= Excerpted data =
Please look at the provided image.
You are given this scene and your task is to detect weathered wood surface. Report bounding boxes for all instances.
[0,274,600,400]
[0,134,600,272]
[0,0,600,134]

= Problem to work on =
Turn the lines above into a numbered list, omitting any blank lines.

= Solved exercise =
1. Please look at the provided image.
2. You are given this scene and your task is to detect weathered wood surface. Report bounding boxes for all instances.
3. [0,274,600,400]
4. [0,134,600,272]
5. [0,0,600,134]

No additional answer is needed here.